Exactly as written and without the pictures, output the entries below.

Image point grounding data
*** Block opens ***
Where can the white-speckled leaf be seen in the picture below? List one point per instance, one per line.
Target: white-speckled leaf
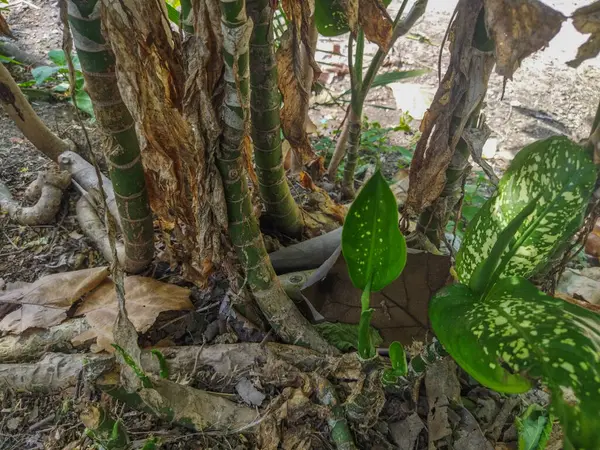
(562, 174)
(516, 335)
(372, 244)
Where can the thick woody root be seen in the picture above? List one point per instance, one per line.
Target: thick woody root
*** Block closes ***
◆ SOLUTION TO THIS TASK
Where can the white-speckled leaf be seen in the picture below? List one point per instance, one per line.
Target: white-speckled leaf
(562, 174)
(516, 335)
(372, 244)
Where can the thick woody root be seen in the picture above? List one point per instance, one per line.
Target: thick woody root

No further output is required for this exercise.